◆ DIRECTIVE
Please gather each line from the items below that contains the string "shirt" and copy it in full. Matching is case-sensitive.

□ □ □ □ □ □ □

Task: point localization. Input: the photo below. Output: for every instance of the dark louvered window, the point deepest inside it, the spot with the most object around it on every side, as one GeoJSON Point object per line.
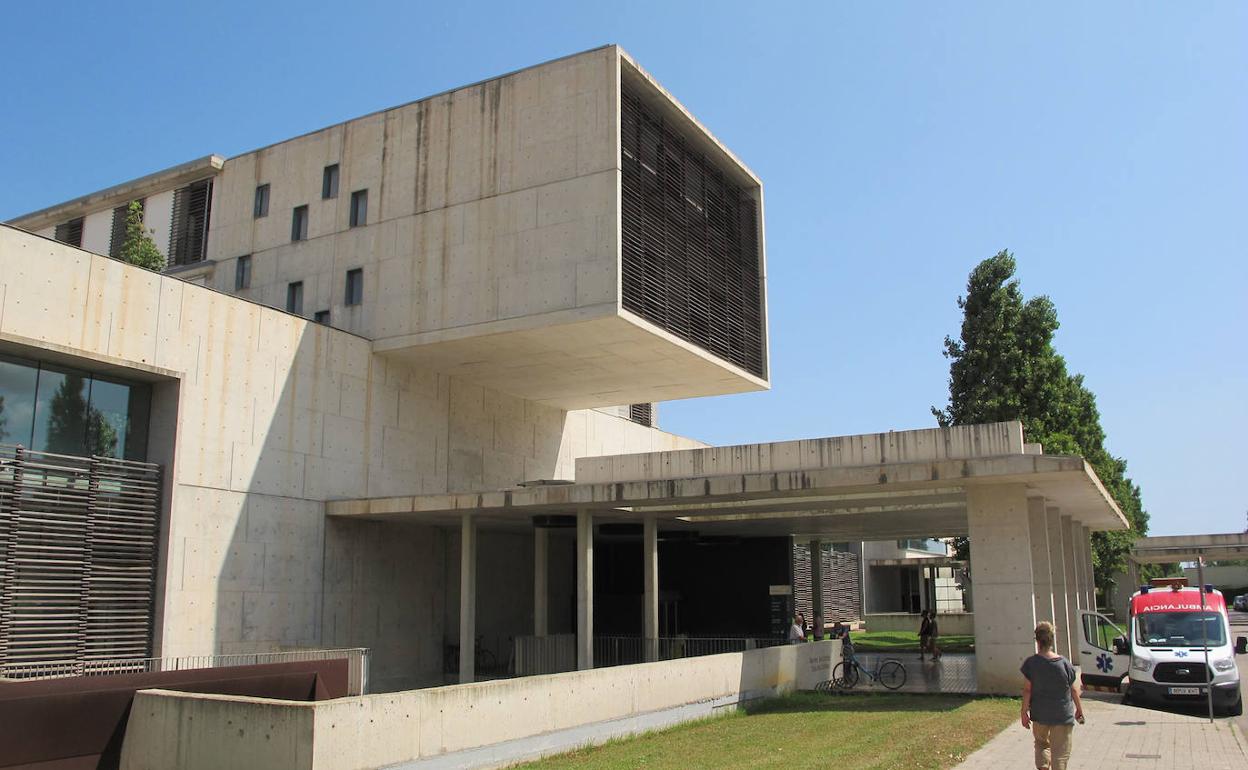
{"type": "Point", "coordinates": [189, 231]}
{"type": "Point", "coordinates": [70, 232]}
{"type": "Point", "coordinates": [642, 414]}
{"type": "Point", "coordinates": [330, 182]}
{"type": "Point", "coordinates": [690, 241]}
{"type": "Point", "coordinates": [119, 229]}
{"type": "Point", "coordinates": [260, 209]}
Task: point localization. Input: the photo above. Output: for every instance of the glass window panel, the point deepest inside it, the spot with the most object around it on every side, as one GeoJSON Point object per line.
{"type": "Point", "coordinates": [107, 418]}
{"type": "Point", "coordinates": [18, 383]}
{"type": "Point", "coordinates": [61, 412]}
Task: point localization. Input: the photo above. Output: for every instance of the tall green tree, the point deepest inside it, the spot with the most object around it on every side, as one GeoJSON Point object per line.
{"type": "Point", "coordinates": [139, 248]}
{"type": "Point", "coordinates": [1004, 367]}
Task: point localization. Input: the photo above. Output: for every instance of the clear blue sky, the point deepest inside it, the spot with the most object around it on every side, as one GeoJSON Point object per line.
{"type": "Point", "coordinates": [1105, 144]}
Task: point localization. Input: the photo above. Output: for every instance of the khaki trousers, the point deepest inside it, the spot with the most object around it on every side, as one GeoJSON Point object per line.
{"type": "Point", "coordinates": [1052, 745]}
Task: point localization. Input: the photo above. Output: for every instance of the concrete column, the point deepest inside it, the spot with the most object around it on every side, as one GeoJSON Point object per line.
{"type": "Point", "coordinates": [1041, 569]}
{"type": "Point", "coordinates": [1073, 594]}
{"type": "Point", "coordinates": [816, 587]}
{"type": "Point", "coordinates": [467, 599]}
{"type": "Point", "coordinates": [1004, 583]}
{"type": "Point", "coordinates": [584, 590]}
{"type": "Point", "coordinates": [1122, 594]}
{"type": "Point", "coordinates": [541, 582]}
{"type": "Point", "coordinates": [1057, 574]}
{"type": "Point", "coordinates": [1090, 577]}
{"type": "Point", "coordinates": [650, 579]}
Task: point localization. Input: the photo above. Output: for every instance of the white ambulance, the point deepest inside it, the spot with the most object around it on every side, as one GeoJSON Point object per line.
{"type": "Point", "coordinates": [1162, 653]}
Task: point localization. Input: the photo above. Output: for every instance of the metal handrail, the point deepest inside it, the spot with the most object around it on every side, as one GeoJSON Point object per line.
{"type": "Point", "coordinates": [357, 665]}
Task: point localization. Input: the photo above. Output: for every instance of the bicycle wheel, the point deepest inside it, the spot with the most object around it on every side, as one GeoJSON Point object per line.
{"type": "Point", "coordinates": [845, 675]}
{"type": "Point", "coordinates": [892, 674]}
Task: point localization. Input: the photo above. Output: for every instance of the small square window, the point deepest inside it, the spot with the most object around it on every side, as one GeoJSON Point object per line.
{"type": "Point", "coordinates": [358, 207]}
{"type": "Point", "coordinates": [300, 224]}
{"type": "Point", "coordinates": [355, 287]}
{"type": "Point", "coordinates": [295, 297]}
{"type": "Point", "coordinates": [242, 273]}
{"type": "Point", "coordinates": [330, 182]}
{"type": "Point", "coordinates": [261, 207]}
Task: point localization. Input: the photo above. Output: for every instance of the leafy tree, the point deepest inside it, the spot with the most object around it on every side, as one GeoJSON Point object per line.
{"type": "Point", "coordinates": [75, 427]}
{"type": "Point", "coordinates": [139, 248]}
{"type": "Point", "coordinates": [1005, 367]}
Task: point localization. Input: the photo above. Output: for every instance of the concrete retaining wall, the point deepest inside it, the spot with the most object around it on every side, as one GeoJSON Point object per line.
{"type": "Point", "coordinates": [949, 623]}
{"type": "Point", "coordinates": [196, 731]}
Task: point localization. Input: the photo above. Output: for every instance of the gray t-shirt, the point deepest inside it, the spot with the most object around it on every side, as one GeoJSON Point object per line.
{"type": "Point", "coordinates": [1051, 679]}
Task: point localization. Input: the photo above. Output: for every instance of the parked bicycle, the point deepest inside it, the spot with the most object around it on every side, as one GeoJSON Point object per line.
{"type": "Point", "coordinates": [889, 673]}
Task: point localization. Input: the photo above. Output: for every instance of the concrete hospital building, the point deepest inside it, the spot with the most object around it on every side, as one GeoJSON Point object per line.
{"type": "Point", "coordinates": [397, 389]}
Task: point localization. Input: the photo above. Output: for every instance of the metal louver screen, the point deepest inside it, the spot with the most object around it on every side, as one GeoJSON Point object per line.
{"type": "Point", "coordinates": [189, 230]}
{"type": "Point", "coordinates": [843, 597]}
{"type": "Point", "coordinates": [642, 414]}
{"type": "Point", "coordinates": [70, 232]}
{"type": "Point", "coordinates": [78, 560]}
{"type": "Point", "coordinates": [690, 241]}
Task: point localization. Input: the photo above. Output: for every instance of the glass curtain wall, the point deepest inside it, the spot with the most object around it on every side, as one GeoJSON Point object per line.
{"type": "Point", "coordinates": [53, 408]}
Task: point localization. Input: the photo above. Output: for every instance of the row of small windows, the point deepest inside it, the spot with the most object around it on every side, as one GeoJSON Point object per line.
{"type": "Point", "coordinates": [300, 214]}
{"type": "Point", "coordinates": [352, 295]}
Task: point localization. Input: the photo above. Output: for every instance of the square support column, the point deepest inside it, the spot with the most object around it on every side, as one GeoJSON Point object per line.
{"type": "Point", "coordinates": [650, 588]}
{"type": "Point", "coordinates": [1073, 592]}
{"type": "Point", "coordinates": [1005, 617]}
{"type": "Point", "coordinates": [1088, 575]}
{"type": "Point", "coordinates": [467, 599]}
{"type": "Point", "coordinates": [1041, 569]}
{"type": "Point", "coordinates": [541, 582]}
{"type": "Point", "coordinates": [584, 590]}
{"type": "Point", "coordinates": [1065, 640]}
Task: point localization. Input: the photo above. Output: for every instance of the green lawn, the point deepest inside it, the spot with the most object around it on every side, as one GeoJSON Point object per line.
{"type": "Point", "coordinates": [907, 642]}
{"type": "Point", "coordinates": [814, 730]}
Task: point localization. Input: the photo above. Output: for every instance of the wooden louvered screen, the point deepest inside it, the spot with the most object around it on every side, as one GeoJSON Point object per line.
{"type": "Point", "coordinates": [843, 597]}
{"type": "Point", "coordinates": [189, 230]}
{"type": "Point", "coordinates": [119, 229]}
{"type": "Point", "coordinates": [78, 560]}
{"type": "Point", "coordinates": [70, 232]}
{"type": "Point", "coordinates": [690, 242]}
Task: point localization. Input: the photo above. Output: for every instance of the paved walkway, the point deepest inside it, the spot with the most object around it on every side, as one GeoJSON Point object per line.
{"type": "Point", "coordinates": [1118, 736]}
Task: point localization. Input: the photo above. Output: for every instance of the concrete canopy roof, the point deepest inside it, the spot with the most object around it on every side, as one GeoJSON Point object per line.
{"type": "Point", "coordinates": [1189, 547]}
{"type": "Point", "coordinates": [821, 487]}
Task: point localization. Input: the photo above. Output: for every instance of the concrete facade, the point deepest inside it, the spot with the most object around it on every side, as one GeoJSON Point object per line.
{"type": "Point", "coordinates": [265, 417]}
{"type": "Point", "coordinates": [491, 242]}
{"type": "Point", "coordinates": [187, 730]}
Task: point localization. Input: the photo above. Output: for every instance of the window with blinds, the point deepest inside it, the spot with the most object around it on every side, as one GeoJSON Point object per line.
{"type": "Point", "coordinates": [78, 560]}
{"type": "Point", "coordinates": [189, 230]}
{"type": "Point", "coordinates": [642, 414]}
{"type": "Point", "coordinates": [70, 232]}
{"type": "Point", "coordinates": [690, 241]}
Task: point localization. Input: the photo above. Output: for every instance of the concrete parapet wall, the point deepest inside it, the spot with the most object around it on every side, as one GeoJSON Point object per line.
{"type": "Point", "coordinates": [949, 623]}
{"type": "Point", "coordinates": [962, 442]}
{"type": "Point", "coordinates": [195, 731]}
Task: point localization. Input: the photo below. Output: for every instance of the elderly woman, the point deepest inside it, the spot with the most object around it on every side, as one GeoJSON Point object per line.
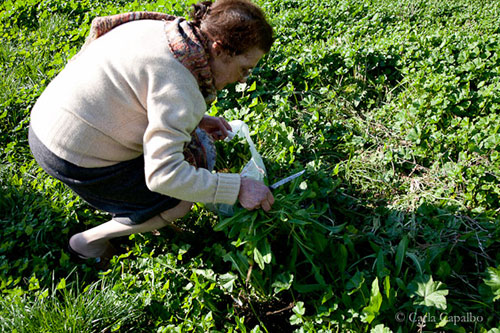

□ □ □ □ □ □ □

◆ EXPECTED ANSWER
Task: point localization. Input: the photo above. Output: for every instance of the gray t-shirt, the point deepest inside it, the spot with the most object around it on every side, as one GeoJSON Point object per line.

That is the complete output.